→ STATED PROBLEM:
How many lines in the listing contain the word "black"? Reply with the number alone.

→ Bounding box annotation entries:
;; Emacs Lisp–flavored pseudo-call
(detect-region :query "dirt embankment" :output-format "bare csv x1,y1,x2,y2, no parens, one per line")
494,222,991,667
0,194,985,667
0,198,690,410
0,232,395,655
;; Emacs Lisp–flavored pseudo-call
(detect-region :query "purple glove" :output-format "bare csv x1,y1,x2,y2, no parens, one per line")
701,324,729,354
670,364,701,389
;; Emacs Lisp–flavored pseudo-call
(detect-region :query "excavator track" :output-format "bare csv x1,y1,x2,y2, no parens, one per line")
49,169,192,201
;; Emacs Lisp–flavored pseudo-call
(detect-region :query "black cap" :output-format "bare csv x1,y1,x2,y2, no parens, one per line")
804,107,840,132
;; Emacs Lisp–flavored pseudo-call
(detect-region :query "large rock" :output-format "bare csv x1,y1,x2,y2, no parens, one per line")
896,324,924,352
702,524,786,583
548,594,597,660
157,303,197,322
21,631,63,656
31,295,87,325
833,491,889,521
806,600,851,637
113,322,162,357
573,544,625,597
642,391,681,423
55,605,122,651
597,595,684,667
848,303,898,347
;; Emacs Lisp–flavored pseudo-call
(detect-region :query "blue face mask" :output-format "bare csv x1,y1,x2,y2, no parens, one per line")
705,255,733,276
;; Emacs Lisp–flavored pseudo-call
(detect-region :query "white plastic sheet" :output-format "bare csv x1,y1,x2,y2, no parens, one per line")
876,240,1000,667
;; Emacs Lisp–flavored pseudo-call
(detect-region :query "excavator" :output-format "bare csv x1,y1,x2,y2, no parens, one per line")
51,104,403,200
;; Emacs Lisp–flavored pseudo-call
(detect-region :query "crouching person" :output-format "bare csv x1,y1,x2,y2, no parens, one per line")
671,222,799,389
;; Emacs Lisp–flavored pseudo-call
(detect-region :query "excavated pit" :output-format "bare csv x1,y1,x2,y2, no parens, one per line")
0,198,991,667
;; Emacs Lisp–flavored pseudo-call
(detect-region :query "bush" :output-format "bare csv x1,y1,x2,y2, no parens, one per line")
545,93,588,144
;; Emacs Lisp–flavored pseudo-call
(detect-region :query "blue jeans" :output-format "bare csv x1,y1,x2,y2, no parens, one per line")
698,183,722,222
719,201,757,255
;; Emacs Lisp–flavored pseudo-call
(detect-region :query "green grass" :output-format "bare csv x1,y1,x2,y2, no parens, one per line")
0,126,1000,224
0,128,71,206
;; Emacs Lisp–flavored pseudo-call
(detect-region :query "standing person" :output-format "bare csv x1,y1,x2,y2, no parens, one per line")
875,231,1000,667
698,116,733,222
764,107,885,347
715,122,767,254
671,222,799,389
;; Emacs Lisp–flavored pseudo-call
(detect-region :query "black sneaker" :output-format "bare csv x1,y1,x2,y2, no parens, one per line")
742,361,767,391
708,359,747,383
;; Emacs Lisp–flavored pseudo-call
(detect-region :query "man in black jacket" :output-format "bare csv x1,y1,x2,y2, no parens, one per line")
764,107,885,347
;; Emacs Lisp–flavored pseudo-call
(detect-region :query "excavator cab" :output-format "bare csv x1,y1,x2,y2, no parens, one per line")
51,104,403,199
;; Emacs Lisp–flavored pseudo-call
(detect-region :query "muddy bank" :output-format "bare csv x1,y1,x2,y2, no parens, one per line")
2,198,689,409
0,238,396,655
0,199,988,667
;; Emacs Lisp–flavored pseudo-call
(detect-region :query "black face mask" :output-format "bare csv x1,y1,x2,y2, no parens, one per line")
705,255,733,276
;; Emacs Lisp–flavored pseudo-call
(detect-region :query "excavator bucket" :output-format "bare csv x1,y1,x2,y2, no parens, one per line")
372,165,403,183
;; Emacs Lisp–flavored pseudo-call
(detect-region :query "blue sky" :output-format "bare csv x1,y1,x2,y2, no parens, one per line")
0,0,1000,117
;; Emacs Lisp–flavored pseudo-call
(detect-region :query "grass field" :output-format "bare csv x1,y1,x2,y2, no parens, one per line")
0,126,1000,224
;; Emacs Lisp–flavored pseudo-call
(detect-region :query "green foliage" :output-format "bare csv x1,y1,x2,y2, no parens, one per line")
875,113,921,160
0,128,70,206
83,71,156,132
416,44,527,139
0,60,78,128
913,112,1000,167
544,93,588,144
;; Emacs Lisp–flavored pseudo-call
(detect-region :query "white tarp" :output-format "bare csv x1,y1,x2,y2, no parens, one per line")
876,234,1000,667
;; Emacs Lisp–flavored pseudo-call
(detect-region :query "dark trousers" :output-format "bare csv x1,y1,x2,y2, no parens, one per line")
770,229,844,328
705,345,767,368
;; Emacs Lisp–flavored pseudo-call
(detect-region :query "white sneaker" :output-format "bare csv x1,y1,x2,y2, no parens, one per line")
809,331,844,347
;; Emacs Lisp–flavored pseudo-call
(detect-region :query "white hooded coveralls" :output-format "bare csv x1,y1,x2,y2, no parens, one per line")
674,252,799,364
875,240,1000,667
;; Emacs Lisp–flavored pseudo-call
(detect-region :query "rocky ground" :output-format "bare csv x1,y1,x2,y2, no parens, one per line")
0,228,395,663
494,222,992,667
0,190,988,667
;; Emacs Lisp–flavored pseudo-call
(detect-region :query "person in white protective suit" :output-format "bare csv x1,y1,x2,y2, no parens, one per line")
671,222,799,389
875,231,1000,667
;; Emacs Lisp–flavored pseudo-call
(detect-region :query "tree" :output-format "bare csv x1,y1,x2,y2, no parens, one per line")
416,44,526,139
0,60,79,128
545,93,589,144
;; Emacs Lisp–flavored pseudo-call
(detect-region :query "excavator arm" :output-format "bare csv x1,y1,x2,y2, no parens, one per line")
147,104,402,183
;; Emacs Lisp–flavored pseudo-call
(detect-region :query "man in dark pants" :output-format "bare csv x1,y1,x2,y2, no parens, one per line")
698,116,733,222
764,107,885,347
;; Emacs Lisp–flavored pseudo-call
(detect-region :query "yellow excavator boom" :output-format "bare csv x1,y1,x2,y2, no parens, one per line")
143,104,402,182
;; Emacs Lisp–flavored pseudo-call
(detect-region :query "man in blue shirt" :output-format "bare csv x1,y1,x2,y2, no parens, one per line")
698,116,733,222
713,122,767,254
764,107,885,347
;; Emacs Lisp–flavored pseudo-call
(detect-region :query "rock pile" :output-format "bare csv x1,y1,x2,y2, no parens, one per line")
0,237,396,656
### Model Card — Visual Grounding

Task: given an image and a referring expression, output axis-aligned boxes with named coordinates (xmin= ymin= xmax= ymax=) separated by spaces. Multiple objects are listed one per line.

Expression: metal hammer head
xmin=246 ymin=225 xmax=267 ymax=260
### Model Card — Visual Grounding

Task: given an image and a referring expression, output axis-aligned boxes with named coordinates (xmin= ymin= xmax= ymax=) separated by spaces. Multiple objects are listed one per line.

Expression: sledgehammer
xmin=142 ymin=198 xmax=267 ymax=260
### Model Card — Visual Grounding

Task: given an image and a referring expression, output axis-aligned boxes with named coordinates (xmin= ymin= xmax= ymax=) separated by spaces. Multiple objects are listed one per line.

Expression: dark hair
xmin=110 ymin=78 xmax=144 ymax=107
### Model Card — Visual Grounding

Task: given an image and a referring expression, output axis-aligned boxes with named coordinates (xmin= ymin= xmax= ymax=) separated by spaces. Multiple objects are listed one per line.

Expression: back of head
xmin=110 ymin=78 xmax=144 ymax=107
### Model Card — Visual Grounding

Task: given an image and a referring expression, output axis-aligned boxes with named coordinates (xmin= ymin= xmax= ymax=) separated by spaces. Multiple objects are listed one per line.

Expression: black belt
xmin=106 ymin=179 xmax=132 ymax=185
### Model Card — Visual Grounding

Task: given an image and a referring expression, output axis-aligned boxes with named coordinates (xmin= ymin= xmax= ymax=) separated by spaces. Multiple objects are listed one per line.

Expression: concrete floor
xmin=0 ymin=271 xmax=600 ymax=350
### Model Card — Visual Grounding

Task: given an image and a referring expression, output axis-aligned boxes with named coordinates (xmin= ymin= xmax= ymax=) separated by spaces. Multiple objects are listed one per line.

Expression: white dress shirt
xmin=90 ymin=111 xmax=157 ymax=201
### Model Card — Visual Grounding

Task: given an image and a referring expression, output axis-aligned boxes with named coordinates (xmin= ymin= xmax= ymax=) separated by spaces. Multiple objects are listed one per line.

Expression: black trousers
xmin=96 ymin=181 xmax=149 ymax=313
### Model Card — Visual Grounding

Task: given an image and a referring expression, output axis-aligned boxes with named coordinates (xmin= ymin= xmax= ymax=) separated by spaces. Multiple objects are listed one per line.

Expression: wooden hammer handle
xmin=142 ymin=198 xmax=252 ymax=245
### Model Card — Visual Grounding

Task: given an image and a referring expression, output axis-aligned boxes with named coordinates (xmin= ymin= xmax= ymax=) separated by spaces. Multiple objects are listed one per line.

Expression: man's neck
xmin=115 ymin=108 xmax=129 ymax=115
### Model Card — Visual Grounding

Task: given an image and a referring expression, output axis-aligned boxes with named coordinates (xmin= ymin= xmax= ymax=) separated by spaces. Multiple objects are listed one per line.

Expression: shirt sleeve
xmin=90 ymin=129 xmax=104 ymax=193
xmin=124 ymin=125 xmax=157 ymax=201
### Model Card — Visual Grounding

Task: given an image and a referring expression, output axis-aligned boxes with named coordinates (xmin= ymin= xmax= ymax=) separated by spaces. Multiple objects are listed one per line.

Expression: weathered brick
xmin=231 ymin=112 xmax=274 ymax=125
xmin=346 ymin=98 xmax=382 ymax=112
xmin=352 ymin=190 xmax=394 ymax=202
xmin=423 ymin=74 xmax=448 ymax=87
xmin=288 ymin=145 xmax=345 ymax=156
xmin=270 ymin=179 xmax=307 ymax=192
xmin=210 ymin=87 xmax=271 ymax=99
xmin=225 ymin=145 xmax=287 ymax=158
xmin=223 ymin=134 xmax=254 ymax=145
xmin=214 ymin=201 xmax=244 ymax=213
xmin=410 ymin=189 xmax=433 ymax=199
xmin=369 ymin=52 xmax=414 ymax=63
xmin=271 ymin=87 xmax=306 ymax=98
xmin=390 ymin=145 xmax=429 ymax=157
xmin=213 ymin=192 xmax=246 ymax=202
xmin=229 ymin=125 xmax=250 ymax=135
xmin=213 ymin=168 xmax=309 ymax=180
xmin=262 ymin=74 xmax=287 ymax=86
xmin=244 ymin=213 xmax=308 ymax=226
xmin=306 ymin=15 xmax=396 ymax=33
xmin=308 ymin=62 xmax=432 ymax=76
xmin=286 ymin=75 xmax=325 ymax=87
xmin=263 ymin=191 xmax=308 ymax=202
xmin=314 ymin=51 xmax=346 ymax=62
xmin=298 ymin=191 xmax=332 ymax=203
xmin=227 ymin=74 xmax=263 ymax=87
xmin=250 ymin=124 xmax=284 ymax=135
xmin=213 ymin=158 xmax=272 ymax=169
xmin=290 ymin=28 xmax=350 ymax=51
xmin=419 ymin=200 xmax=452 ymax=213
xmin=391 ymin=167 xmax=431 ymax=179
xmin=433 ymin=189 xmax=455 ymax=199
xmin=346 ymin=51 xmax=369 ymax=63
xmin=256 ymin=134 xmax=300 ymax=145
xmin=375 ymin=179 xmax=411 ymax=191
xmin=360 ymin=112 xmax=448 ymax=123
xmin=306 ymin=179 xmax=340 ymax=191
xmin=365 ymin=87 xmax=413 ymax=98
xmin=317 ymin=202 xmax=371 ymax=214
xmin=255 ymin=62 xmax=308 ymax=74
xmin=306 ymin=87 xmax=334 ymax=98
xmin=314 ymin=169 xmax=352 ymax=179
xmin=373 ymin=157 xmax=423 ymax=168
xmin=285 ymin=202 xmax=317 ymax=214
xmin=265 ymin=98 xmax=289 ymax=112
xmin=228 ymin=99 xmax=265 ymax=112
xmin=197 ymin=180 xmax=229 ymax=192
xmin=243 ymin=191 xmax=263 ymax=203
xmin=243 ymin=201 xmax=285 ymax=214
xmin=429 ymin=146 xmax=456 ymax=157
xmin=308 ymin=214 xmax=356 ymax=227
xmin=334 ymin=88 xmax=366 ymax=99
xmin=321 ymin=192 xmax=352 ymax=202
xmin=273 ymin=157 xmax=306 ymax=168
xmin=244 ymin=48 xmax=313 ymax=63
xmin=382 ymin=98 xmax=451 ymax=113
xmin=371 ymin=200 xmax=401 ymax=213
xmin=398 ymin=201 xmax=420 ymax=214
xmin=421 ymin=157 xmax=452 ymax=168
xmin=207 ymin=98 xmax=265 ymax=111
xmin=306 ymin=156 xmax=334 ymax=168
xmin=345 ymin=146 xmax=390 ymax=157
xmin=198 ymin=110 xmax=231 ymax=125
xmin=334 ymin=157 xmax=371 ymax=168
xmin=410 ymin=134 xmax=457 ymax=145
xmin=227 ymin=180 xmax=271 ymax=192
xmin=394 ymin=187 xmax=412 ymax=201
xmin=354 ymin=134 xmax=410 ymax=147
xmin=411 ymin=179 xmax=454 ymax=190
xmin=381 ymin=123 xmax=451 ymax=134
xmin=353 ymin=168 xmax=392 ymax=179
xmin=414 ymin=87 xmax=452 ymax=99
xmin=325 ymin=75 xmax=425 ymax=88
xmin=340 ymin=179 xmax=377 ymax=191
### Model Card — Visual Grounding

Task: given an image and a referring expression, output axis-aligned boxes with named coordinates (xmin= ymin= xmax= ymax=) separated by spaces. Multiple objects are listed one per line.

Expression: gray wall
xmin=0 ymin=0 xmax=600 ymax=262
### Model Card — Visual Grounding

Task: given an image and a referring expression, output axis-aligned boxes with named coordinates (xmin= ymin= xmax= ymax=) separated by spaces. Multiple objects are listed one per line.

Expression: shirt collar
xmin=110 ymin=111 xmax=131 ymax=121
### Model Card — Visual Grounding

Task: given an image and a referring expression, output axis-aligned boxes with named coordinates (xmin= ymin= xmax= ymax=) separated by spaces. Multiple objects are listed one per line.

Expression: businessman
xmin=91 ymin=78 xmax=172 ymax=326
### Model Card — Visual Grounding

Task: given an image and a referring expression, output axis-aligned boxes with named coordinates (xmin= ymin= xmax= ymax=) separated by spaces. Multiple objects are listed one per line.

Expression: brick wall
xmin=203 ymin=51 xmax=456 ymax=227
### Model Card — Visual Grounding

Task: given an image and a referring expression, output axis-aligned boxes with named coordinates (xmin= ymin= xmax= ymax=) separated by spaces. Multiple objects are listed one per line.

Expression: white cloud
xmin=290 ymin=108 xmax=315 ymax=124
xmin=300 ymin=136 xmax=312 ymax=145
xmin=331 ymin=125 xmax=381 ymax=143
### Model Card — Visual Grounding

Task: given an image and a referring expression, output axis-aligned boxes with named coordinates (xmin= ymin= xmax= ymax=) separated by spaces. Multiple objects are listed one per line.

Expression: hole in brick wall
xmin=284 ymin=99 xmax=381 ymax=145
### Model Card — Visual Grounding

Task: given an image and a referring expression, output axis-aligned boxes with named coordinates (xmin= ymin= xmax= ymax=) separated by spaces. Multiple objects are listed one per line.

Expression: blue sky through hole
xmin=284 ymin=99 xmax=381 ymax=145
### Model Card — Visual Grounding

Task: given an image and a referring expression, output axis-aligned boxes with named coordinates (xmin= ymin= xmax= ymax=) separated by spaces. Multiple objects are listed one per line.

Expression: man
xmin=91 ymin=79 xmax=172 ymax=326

→ RESPONSE:
6